What do you get when you dissect 10 000 fruit-fly larvae? A team of researchers led by the EMBL- European Bioinformatics Institute (EMBL-EBI) in the UK and the Max Planck Institute of Immunobiology and Epigenetics (MPI) in Freiburg, Germany has discovered a way in which cells can adjust the activity of many different genes at once.
Their findings, published online in Science, overturn commonly held views and reveal an important mechanism behind gender differences.
Asifa Akhtar’s laboratory, previously at EMBL now at MPI, studies precisely how flies regulate an important set of genes.
Females have two X chromosomes while males have only one, so the genes on the female X chromosomes somehow need to be kept from producing twice as many proteins as those on the male X chromosome.
Male fruit flies get around this by making their X chromosome’s genes work double time: an epigenetic enzyme doubles the output of thousands of different genes. But just how much that doubled output is can vary tremendously from one gene to the next.
“Imagine that you have thousands of half-filled glasses of all different sizes and shapes,” explains Nick Luscombe, who led the work at EMBL-EBI. “Now imagine that you have to fill them all up to the top at the same time. This is an incredibly complex mechanism.”
To see how genes are expressed, scientists try to pinpoint signals that show when a gene increases its output. In most studies of this kind, this output is increased by a factor of between 10 and 100 when a gene is being expressed.
In this study, the signal involved is miniscule: an increase of only a factor of two.
Observing such a faint signal is a major challenge. But thanks to the painstaking fly-larvae dissection efforts of graduate student Thomas Conrad, combined with the detailed analytical efforts of Florence Cavalli and Juanma Vaquerizas, the team gathered enough material to measure this output and compare males and females directly.
The scientists found twice as many DNA-transcribing (reading) proteins - known as polymerases - attached to the male X chromosome as to the female version.
This means that the difference between males and females is rooted in the beginning of the transcription process, when the polymerase first binds to the DNA.
This goes against the commonly held view that the regulation mechanism is kicked off during transcription.
“A factor of two appears minuscule, so it is not easy to measure accurately,” says Akhtar. “We were really doing a bulk analysis of several hundred genes, and that required a lot of careful bioinformatics analysis. Our group would run experiments, Nick’s would analyze the data, and then we would decide on new experiments together to be sure that what we were seeing was real.”
Discovering the machinery that doubles the expression of male X-chromosome genes could well have implications that go far beyond the humble fly.
Speaking more technically, Luscombe says: “This is the first direct, clear mechanism that links a histone modification and the activity of a polymerase across thousands of genes”.
Looking into future directions, Akhtar says: “We now need to look more deeply into what makes this kind of mass regulation possible, and how it fits in with other means cells may have to fine-tune their use of genetic information.”

#####

Please copy the fruit-fly article word for word, from "The scientists found" to "off during transcription.".

__Available data__.
#####

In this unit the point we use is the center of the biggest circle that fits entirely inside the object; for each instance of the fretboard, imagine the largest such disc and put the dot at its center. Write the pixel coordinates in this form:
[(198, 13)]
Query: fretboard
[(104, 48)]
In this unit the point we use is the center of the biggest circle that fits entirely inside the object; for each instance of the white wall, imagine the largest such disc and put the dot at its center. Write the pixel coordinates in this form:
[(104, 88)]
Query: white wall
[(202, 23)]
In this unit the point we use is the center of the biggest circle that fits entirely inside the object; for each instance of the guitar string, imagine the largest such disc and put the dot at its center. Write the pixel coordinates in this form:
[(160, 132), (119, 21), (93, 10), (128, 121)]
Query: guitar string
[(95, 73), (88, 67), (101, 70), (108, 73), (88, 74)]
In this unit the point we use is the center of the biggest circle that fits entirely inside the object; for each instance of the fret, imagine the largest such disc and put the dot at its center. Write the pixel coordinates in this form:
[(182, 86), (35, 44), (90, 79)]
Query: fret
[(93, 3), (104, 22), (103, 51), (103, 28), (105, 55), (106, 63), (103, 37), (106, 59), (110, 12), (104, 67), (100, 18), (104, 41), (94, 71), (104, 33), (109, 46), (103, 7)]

#####

__Answer to this task__.
The scientists found twice as many DNA-transcribing (reading) proteins - known as polymerases - attached to the male X chromosome as to the female version.
This means that the difference between males and females is rooted in the beginning of the transcription process, when the polymerase first binds to the DNA.
This goes against the commonly held view that the regulation mechanism is kicked off during transcription.